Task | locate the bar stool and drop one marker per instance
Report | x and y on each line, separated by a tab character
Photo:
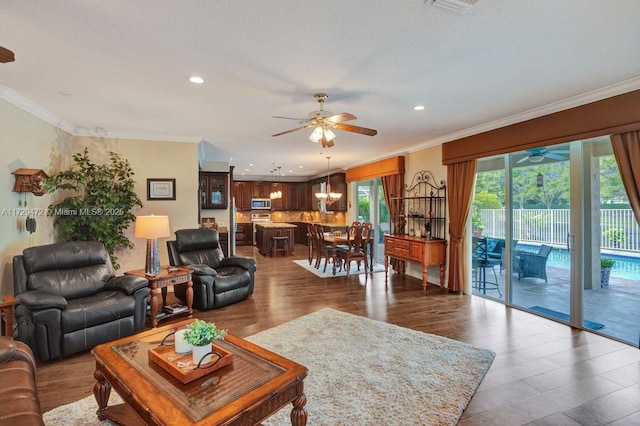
275	247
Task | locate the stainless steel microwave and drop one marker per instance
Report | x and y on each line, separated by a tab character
260	204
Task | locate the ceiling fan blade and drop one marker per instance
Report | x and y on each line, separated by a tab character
6	55
292	130
555	156
343	116
356	129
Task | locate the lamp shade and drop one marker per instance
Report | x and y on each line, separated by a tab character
152	227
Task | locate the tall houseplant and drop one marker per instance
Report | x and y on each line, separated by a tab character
99	208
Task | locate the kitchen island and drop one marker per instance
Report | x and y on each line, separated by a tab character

========

> _Task requirements_: Once the pictures are set aside, give every line above again without alteration.

> _Your solution_:
Task | locate the bar stool and drop one marker per instance
Report | x and y on each line, separated by a tab character
Photo:
275	247
Task | locate the stainless steel microwave and drop one marker per instance
Report | x and y on each line, separated by a tab character
260	204
Task | locate the ceiling fan blade and drop one marker per instance
Report | x and y on each line, separated by a tab character
6	55
292	130
555	156
343	116
356	129
Task | locate the lamp shade and drop one marker per instance
Report | x and y on each line, separated by a tab character
152	227
Task | locate the tall houseplant and drop one marker per instance
Report | x and y on each line, separated by a tab character
99	208
Task | locate the kitchen island and drop one marker per instance
Report | x and y on each line, separated by a tab character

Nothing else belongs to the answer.